> [Text under study]:
[Greene's] writing — about sudden death, family relationships, marriage, spirituality and healing — is a revelation of lightness and agility. That he managed to keep his facility for language during a period where it often disappears is a miracle. He has created a narrative of grief and acceptance that is compulsively readable and never self-indulgent ... the one character I wanted more of was Susan.
Needless to say, it’s heartbreaking. I read much of it through a blur of tears. But Greene’s book is also heartwarming, a valuable addition to the literature of grief ... Their story is not just of loss, but of their remarkable love, which helps them through this tragedy ... The first section painfully reconstructs the immediate aftermath of the accident, including excruciating hours at their daughter’s hospital bedside ... Aware that his story will reliably elicit shock and tears, Greene at one point bitterly calls himself 'a rock star of grief.' But he also writes gorgeously of grief ... Greene’s writerly skills are in evidence throughout this book. He opens with a lovely memory of the only time his daughter dipped her feet in ocean water, shortly before her death ... luminous.

> [Data]:
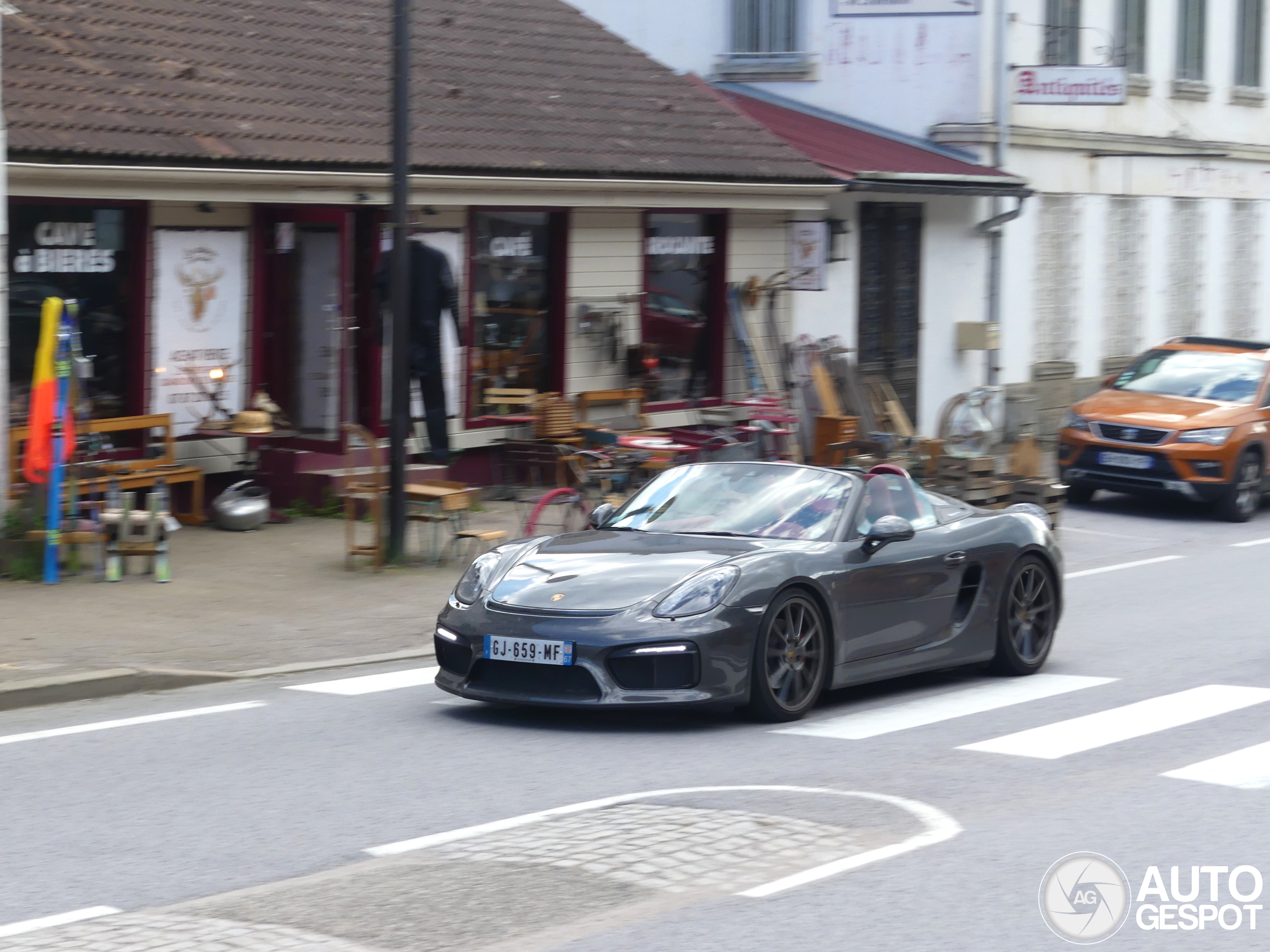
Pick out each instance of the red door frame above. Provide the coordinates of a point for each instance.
(719, 224)
(264, 313)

> [Task requirements]:
• a. List every subject that the reviews of Greene's book name as topics of his writing.
• b. Write the next few sentences of the reviews of Greene's book on grief, picking up after their final word.
The lines were taken from a separate source.

> [Results of the exercise]:
• a. sudden death, family relationships, marriage, spirituality, healing

• b.
Once More We Saw Stars is a quietly heartbreaking memoir ... It would be totally understandable to fear this story might be too bleak to face—indeed, there would be something strange about not worrying about that. Yet it’s an intensely moving, life-affirming story about a young couple moving through the darkest depths of grief together ... Once More We Saw Stars gets brutally intimate about the details of grief and loss, with two shattered people improvising their own healing rituals ... in Greene’s masterful and compassionate hands, it becomes a love story.